● **Text provided**
*-*-*

The Appeal against Sentence
Ground 2
[41] The point taken on this ground is that the sentence is excessive. Mr. Khan submitted that the judge failed to properly apply the relevant sections of the Penal System Reform Act, Cap. 139 (Cap. 139) and failed to consider compelling evidence of self defence. Other areas of complaint were that the judge incorrectly weighted the fact of the use of a firearm in a public place which prejudiced the appellant and erred when she found that there was no remorse on the part of the appellant. He cited Pierre Lorde v R, 73 WIR 28 (Pierre Lorde) and Bend v Murray v R, Criminal Appeals Nos. 19 and 20 of 2001.
[42] In response, Mr. Seale submitted that while the appellant had expressed remorse to the probation officer that the deceased's life was taken in such a reckless manner, the judge was right not to place much weight on remorse because when the allocutus was put to the appellant he maintained that he did not shoot anybody, the gun went off by accident.
[43] It was counsel's further submission that this case fell within guideline of Pierre Lorde and that when all the facts are taken into account the sentence imposed by the judge was appropriate in the circumstances.
[44] This was a contested matter. The application of guideline 2 of Pierre Lorde was appropriate. In our opinion the judge properly applied the provisions of Cap. 139. She took the aggravating and mitigating factors into account. She considered the pre-sentence report.

*-*-*

● **Goal 1**
Change "probation officer" to "social worker" in the sentencing appeal passage, giving the stretch from "[42] In response, Mr." to "off by accident." in full with that one substitution.
The listing has no connection to the passage on the sentencing appeal.

*-*-*

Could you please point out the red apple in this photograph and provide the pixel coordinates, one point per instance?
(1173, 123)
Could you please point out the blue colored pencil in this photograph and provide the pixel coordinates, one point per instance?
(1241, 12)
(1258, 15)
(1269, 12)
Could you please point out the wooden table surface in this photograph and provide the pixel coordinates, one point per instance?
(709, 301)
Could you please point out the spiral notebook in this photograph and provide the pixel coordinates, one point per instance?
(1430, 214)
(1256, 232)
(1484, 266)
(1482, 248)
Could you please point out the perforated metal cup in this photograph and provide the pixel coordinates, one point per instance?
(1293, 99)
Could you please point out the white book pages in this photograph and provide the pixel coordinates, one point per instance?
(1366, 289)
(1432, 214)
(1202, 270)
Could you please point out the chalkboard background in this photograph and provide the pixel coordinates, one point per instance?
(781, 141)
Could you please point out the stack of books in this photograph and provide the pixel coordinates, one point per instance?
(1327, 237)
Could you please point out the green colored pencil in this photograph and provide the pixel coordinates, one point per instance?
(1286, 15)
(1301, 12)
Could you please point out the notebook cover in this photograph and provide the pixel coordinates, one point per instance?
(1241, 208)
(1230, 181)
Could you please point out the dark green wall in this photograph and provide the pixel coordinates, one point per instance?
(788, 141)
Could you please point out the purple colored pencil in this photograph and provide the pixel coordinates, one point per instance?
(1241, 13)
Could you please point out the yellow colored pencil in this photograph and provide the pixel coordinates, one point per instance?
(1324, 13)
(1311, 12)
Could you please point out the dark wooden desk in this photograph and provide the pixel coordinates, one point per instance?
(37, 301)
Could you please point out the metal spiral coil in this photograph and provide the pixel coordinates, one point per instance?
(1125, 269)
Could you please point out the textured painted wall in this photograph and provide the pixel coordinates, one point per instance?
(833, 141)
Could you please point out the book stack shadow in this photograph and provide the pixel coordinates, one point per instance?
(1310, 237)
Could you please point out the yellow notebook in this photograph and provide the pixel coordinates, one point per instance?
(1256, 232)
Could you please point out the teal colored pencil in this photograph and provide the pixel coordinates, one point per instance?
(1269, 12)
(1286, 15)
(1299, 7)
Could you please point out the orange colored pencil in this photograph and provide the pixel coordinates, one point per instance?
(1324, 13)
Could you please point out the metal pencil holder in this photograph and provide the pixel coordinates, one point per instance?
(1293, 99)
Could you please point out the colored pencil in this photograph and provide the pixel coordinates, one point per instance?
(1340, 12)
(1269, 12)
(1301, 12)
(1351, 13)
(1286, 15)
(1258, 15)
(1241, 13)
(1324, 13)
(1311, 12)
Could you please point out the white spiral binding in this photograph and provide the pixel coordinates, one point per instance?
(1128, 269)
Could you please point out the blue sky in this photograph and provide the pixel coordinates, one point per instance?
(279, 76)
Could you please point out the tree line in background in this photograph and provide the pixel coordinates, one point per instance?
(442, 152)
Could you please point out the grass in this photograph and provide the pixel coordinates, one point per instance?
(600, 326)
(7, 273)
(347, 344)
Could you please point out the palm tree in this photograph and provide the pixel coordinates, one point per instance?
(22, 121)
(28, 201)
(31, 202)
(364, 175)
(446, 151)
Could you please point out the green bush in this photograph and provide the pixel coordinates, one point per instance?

*-*-*

● **Goal 2**
Set out the listing as a numbered list, from its first line to the line with "(1482, 248)", both included, and leave out any blank lines.

● **Exercise answer 1**
[42] In response, Mr. Seale submitted that while the appellant had expressed remorse to the social worker that the deceased's life was taken in such a reckless manner, the judge was right not to place much weight on remorse because when the allocutus was put to the appellant he maintained that he did not shoot anybody, the gun went off by accident.

● **Exercise answer 2**
1. Could you please point out the red apple in this photograph and provide the pixel coordinates, one point per instance?
2. (1173, 123)
3. Could you please point out the blue colored pencil in this photograph and provide the pixel coordinates, one point per instance?
4. (1241, 12)
5. (1258, 15)
6. (1269, 12)
7. Could you please point out the wooden table surface in this photograph and provide the pixel coordinates, one point per instance?
8. (709, 301)
9. Could you please point out the spiral notebook in this photograph and provide the pixel coordinates, one point per instance?
10. (1430, 214)
11. (1256, 232)
12. (1484, 266)
13. (1482, 248)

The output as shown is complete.